TASK BRIEF
Write out each line of the listing as it stands, without the images.
^^^^^^^^^^^^^^^^
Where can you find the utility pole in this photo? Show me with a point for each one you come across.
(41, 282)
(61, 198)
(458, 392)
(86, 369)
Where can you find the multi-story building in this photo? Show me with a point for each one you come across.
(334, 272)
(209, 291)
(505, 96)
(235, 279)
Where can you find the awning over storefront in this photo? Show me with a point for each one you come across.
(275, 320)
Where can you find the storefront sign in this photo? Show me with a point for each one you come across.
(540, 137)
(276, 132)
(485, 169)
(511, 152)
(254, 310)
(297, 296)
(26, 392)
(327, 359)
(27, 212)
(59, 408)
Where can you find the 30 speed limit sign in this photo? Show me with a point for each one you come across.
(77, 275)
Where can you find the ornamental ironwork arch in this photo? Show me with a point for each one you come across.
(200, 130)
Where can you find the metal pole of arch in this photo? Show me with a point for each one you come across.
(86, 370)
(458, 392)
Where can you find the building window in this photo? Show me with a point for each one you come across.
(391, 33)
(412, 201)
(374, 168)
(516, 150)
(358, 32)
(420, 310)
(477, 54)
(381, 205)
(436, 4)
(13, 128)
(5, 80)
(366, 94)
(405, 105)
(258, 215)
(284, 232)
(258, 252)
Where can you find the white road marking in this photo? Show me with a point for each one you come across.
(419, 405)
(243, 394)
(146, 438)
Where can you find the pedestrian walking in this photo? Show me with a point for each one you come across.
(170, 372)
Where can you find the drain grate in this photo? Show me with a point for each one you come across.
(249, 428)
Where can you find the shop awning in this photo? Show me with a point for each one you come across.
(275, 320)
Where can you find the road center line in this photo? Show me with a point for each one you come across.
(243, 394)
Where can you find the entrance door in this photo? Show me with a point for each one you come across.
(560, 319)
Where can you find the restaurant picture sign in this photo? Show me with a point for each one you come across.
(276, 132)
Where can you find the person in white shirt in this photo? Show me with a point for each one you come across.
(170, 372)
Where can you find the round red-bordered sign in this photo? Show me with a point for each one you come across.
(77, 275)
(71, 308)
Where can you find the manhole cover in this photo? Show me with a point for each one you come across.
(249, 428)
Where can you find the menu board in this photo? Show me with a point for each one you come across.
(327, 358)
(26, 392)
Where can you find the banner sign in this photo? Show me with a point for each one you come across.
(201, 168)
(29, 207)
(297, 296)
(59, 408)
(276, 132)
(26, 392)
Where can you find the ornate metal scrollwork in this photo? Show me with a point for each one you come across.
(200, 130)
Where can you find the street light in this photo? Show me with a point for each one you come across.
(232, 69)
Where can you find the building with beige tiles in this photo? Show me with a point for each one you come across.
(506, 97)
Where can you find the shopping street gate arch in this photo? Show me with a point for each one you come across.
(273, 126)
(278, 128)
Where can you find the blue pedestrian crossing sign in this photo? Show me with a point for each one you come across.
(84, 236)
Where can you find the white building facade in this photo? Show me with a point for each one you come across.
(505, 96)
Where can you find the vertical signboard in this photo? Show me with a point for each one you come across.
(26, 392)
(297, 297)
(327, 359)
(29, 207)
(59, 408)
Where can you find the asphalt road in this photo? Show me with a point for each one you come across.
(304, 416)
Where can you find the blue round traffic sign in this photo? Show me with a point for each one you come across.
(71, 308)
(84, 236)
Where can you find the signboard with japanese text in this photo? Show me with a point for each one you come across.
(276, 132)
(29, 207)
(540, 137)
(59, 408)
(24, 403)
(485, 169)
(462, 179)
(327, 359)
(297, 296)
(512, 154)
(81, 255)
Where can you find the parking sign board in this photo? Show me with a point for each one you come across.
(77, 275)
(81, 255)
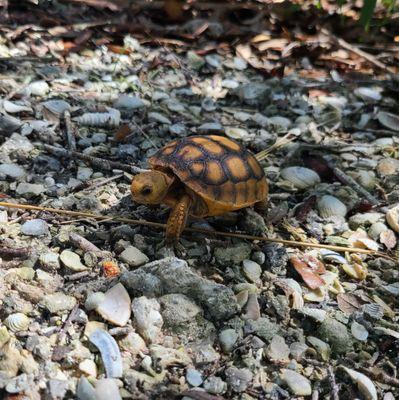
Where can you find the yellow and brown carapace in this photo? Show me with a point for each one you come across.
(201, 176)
^^^^^^^^^^^^^^^^
COMPLETED TASK
Where can you find the utility pole in this photo? Show me with a point for each one you come across.
(41, 282)
(61, 198)
(458, 392)
(86, 369)
Where can you find the multi-story building in this photo? Show me with a point for each one you come across.
(334, 272)
(209, 291)
(505, 96)
(235, 279)
Where can you find the awning over storefront in this photo? Show me with a point for each one you come across.
(275, 320)
Where can you find the storefront sign in this photo? Show me with a point for each one you come across.
(540, 137)
(276, 132)
(485, 169)
(511, 152)
(254, 310)
(297, 296)
(26, 392)
(327, 359)
(27, 212)
(59, 408)
Where can you find the 30 speed limit sign in this photo? Show me with a point for each one you come across.
(77, 275)
Where can you find the ornamental ironwork arch in this photo? Show me with a point for each one you come across.
(200, 130)
Where can you find the metal pole of arch in this photo? Show me with a point for each one you come across.
(86, 370)
(458, 392)
Where can you find the building window in this photo? Show me with a point for each one you come across.
(391, 33)
(412, 201)
(374, 168)
(516, 150)
(358, 32)
(420, 310)
(477, 54)
(381, 205)
(436, 4)
(13, 128)
(5, 80)
(366, 94)
(405, 105)
(258, 215)
(284, 232)
(258, 252)
Where can you find the white road marking in this photo? Show me with a point for each one you come across.
(419, 405)
(243, 394)
(146, 438)
Where can you find the pedestrian walking in this photo? Show me with a point for each one you come across.
(170, 372)
Where can you find the drain grate in this photo? Show me with a point for each one you come across.
(249, 428)
Where can you find the shop awning in this photo? Show me with a point for each one you come across.
(275, 320)
Where can you find the road center line in this photo? Show me with a point for each one you come across.
(243, 394)
Where can you find the entrance door in this photo? Show me with a point for each one you come across.
(560, 319)
Where can you find the restaurant picture sign in this photo? Show me with a point for each one you come across.
(276, 132)
Where can you find the person in white shirt in this photo? Show me with a point for each one you come across.
(170, 372)
Where can you find the round red-bordered sign in this photo? Show me with a point for each one you come across.
(77, 275)
(71, 308)
Where can you find the manhole cover in this photo? Show me with a point for each one you come across.
(249, 428)
Where can you find the menu board in this photo? Show me with a point for each one you come across.
(327, 358)
(26, 392)
Where can you find the banner sign in this photo? Show me with a point for each one you come across.
(201, 168)
(29, 207)
(297, 296)
(59, 408)
(276, 132)
(26, 392)
Where can you find the ornate metal scrollwork in this photo? Show me with a point for each one you come across.
(200, 130)
Where can you find the street light in this photo? Show me with a point for each one you come across.
(232, 69)
Where can you find the building with beige tiles in this photo? Show me with a point for each one you come across.
(506, 97)
Where can you find the shopping street gate arch in this photo? Show me with a point for each one you come across.
(273, 126)
(278, 128)
Where can you find the blue pedestrian crossing sign in this photo? Show me with a point for each one you come across.
(84, 236)
Where can you find the white building facade in this photo? Show me with a point for each one you come across.
(505, 96)
Where can you find the vertical signboard in this photo? Show me with a point for each one you come across.
(26, 392)
(297, 297)
(327, 359)
(29, 207)
(59, 408)
Where can you find the asphalt road in this photo? Show me with a point for each one you come across.
(304, 416)
Where can you find the blue round traffic sign in this photo? Show me with a point for each one you come across.
(71, 308)
(84, 236)
Where can you find the signboard with japanese text in this photo? Show me with a point for each one you come across.
(276, 132)
(29, 207)
(540, 137)
(59, 408)
(24, 403)
(485, 169)
(462, 179)
(327, 359)
(297, 296)
(512, 154)
(81, 255)
Where can you find the parking sign board in this photo? Show me with a point for each one you come across.
(77, 275)
(81, 255)
Where can you find the yellow and brown carapace in this photo? Show me with a point for each one you come across.
(201, 176)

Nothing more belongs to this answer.